Task item> Please print exactly the lines from the one containing "Place one keypoint on each instance of the ox's neck" through the last line of the records, and only those. Leave out any pictures.

Top of Input records

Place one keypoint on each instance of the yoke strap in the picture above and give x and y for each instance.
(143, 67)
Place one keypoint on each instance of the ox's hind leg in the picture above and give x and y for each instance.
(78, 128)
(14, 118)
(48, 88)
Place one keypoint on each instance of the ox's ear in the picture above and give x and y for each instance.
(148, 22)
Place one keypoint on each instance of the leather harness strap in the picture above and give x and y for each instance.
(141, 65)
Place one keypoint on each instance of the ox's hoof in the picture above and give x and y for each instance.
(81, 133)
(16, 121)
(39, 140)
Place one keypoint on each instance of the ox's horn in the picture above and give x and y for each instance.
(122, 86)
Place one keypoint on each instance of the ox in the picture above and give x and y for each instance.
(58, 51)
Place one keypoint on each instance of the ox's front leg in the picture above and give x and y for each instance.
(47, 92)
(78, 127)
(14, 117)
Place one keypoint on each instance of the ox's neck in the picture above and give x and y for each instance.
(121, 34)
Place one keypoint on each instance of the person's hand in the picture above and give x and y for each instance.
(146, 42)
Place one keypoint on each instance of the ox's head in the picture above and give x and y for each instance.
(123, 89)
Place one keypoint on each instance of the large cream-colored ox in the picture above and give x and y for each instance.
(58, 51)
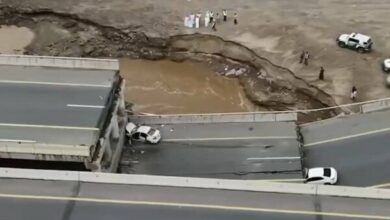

Bottom of Input records

Task solution>
Place one keypoint on each instance of the ox's neck in the picture above and give x and y for each instance.
(121, 34)
Place one keypoint on each instance of the person's hand in the picture above and give x and y for each instance.
(146, 42)
Place one keypoint on each instance of the ox's head in the picture above and give x and y for each instance.
(123, 89)
Place one keypoint on each instance of the large cream-colored ox in the picture above and give x and y for each instance.
(58, 51)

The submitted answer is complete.